REQUEST: Please copy the data below, starting with the line that contains "Test: the pointer marks one pixel per instance of the glass" and going on through the line that contains "x=285 y=145". Swap "castle spire" for "castle tower" and leave everything else unchanged.

[Rows from a dataset]
-- -- --
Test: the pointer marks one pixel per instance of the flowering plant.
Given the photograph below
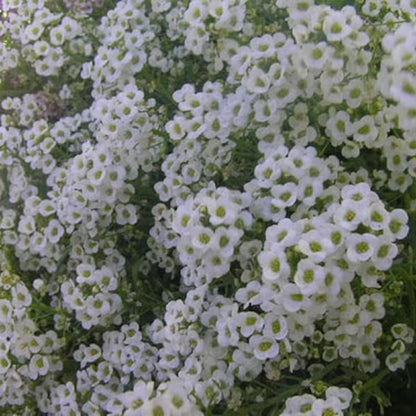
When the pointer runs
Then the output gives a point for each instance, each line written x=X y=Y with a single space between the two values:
x=207 y=207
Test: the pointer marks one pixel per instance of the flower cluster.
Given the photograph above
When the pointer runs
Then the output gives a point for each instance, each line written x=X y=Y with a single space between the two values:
x=205 y=206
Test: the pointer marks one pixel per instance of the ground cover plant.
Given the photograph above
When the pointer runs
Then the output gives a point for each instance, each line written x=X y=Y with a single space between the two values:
x=207 y=207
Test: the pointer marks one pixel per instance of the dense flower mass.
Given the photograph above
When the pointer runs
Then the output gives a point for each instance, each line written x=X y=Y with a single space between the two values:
x=206 y=207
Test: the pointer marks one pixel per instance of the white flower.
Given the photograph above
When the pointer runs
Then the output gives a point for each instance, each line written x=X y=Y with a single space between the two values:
x=396 y=361
x=256 y=81
x=274 y=263
x=38 y=366
x=264 y=347
x=309 y=277
x=360 y=247
x=364 y=130
x=249 y=322
x=275 y=326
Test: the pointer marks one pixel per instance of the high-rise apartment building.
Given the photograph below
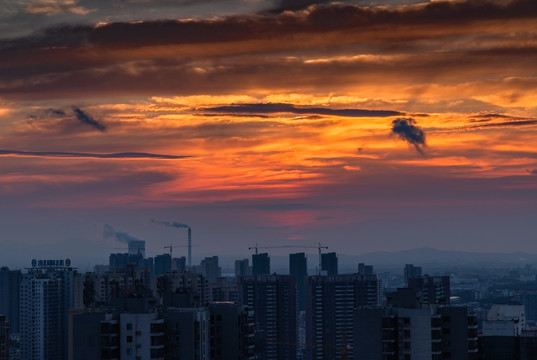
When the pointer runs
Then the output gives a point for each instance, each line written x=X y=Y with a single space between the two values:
x=273 y=300
x=9 y=297
x=242 y=268
x=260 y=264
x=231 y=330
x=46 y=295
x=329 y=265
x=433 y=289
x=163 y=264
x=210 y=269
x=428 y=333
x=411 y=271
x=4 y=338
x=298 y=269
x=330 y=302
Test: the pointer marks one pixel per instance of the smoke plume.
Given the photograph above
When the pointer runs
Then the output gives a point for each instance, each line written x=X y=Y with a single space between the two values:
x=122 y=237
x=408 y=131
x=169 y=223
x=88 y=120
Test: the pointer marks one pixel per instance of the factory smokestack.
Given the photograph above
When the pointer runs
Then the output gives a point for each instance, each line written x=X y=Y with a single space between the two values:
x=178 y=225
x=169 y=223
x=189 y=246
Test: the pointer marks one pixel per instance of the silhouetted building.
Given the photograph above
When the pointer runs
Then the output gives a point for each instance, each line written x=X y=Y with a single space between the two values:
x=137 y=247
x=364 y=269
x=179 y=264
x=4 y=338
x=411 y=271
x=273 y=300
x=330 y=302
x=430 y=333
x=193 y=283
x=260 y=264
x=529 y=299
x=46 y=295
x=210 y=269
x=224 y=290
x=9 y=296
x=433 y=289
x=118 y=262
x=329 y=264
x=163 y=264
x=298 y=268
x=242 y=268
x=231 y=332
x=505 y=320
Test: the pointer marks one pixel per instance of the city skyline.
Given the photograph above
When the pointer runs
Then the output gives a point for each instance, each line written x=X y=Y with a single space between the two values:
x=361 y=125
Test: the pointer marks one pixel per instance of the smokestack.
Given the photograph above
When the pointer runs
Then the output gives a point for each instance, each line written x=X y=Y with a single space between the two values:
x=189 y=246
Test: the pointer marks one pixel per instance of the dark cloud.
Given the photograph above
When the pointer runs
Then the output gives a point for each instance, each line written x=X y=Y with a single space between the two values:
x=57 y=112
x=88 y=120
x=276 y=51
x=122 y=237
x=270 y=108
x=408 y=131
x=293 y=5
x=126 y=155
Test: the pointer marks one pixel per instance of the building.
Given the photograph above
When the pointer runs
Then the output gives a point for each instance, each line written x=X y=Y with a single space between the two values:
x=505 y=320
x=421 y=333
x=273 y=301
x=432 y=289
x=187 y=333
x=173 y=282
x=231 y=332
x=118 y=262
x=224 y=290
x=179 y=264
x=329 y=265
x=9 y=297
x=298 y=269
x=411 y=271
x=210 y=269
x=46 y=295
x=137 y=247
x=260 y=264
x=242 y=268
x=4 y=338
x=163 y=264
x=330 y=302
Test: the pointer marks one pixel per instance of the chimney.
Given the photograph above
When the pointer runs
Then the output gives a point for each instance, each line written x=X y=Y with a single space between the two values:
x=189 y=246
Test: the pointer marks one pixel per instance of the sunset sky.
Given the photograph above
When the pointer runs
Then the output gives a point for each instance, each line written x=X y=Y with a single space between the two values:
x=363 y=125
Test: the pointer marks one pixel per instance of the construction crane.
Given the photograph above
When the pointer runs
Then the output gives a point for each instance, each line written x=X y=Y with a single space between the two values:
x=171 y=246
x=318 y=247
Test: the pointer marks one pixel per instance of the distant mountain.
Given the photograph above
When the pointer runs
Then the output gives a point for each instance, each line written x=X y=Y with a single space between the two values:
x=429 y=256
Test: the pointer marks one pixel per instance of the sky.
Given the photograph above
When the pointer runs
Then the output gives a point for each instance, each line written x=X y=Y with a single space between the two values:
x=360 y=125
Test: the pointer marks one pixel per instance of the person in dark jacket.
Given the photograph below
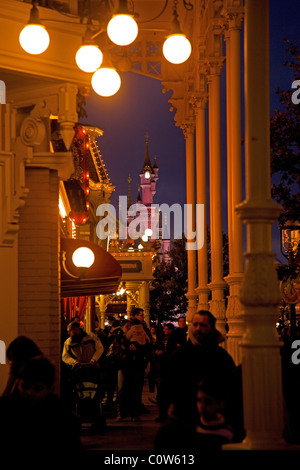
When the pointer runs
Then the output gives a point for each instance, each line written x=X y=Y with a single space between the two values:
x=180 y=334
x=33 y=419
x=201 y=358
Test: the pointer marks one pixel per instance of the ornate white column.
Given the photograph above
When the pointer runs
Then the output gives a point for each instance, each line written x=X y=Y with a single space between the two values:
x=102 y=308
x=261 y=362
x=217 y=304
x=199 y=104
x=189 y=134
x=144 y=300
x=233 y=28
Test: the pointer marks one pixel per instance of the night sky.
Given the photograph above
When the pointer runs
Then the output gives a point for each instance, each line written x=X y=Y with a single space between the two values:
x=140 y=107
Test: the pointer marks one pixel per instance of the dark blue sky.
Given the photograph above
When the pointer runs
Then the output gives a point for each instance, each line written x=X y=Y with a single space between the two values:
x=141 y=106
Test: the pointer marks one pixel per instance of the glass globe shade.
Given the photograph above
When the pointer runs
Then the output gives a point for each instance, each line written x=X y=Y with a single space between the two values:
x=122 y=30
x=177 y=48
x=34 y=39
x=89 y=58
x=106 y=81
x=83 y=257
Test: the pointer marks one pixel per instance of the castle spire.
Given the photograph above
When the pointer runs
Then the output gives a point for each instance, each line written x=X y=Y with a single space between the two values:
x=139 y=198
x=147 y=163
x=129 y=202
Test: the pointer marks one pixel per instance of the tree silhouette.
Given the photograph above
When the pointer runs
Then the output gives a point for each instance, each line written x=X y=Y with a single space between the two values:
x=285 y=145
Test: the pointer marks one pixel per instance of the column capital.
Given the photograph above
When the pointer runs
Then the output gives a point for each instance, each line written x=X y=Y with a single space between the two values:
x=199 y=101
x=234 y=17
x=214 y=66
x=188 y=128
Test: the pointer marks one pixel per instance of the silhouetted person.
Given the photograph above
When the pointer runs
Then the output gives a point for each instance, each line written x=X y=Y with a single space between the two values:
x=18 y=352
x=33 y=419
x=201 y=358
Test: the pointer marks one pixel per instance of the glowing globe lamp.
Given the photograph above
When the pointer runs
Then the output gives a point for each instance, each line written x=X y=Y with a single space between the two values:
x=122 y=29
x=89 y=58
x=177 y=48
x=34 y=38
x=106 y=81
x=83 y=257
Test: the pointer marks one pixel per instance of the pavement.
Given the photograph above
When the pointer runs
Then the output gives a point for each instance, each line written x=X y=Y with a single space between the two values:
x=127 y=434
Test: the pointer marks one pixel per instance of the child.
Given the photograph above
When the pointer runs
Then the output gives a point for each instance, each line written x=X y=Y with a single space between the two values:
x=210 y=433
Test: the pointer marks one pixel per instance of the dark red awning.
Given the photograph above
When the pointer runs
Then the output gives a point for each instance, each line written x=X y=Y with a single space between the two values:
x=103 y=277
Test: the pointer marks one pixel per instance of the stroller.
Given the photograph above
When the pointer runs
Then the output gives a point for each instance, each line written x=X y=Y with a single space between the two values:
x=87 y=393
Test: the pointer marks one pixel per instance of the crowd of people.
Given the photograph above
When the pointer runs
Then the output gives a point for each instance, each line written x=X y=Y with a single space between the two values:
x=196 y=385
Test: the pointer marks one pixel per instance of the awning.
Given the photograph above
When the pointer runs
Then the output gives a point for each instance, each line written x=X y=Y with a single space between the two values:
x=103 y=277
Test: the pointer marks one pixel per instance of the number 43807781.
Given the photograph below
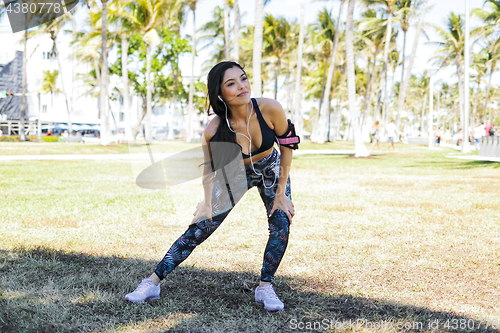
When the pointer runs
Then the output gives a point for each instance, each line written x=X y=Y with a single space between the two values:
x=34 y=8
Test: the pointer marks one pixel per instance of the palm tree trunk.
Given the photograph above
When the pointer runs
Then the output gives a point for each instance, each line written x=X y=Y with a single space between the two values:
x=424 y=103
x=227 y=44
x=236 y=31
x=104 y=77
x=257 y=48
x=406 y=82
x=476 y=102
x=56 y=53
x=398 y=119
x=126 y=95
x=277 y=71
x=372 y=83
x=385 y=69
x=359 y=146
x=22 y=134
x=326 y=98
x=189 y=122
x=297 y=114
x=488 y=88
x=149 y=107
x=460 y=96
-- -- --
FINAL ANSWER:
Test: the pointer marks one pixel per instance of the glass globe shade.
Given the photograph above
When the pointer runs
Then the output gives a point for each instance, each line written x=X y=Y with a single space between the two values:
x=122 y=30
x=177 y=48
x=34 y=39
x=89 y=58
x=106 y=81
x=83 y=257
Test: the pointer marks one pixel per instance of the castle tower.
Given the photograph above
When the pointer runs
Then the output gives a point for each instance, each line written x=X y=Y with a single space between the two values:
x=139 y=198
x=147 y=163
x=129 y=202
Test: the pointer marks one pixel per instance of the tree silhouette.
Given the photograph above
When the pointer runs
Then the output gives a point for each instance, each line written x=X y=Y with a single space between the two values:
x=285 y=145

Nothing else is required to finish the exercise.